===== SOURCE DATA =====

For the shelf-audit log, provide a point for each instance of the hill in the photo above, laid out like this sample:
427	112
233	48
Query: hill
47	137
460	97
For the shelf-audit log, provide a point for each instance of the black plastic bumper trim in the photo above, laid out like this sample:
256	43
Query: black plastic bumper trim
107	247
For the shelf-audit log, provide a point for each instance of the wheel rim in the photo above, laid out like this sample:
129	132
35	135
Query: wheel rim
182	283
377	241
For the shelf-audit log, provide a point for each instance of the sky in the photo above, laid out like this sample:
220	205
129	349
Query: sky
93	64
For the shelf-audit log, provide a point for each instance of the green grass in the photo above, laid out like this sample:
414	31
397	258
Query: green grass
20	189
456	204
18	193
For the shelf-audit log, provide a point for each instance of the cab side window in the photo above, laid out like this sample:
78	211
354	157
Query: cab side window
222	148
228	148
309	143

=====

### PROBLEM
Say how many lines of the data hold the string "above". Reply with the number alone.

### ANSWER SPACE
6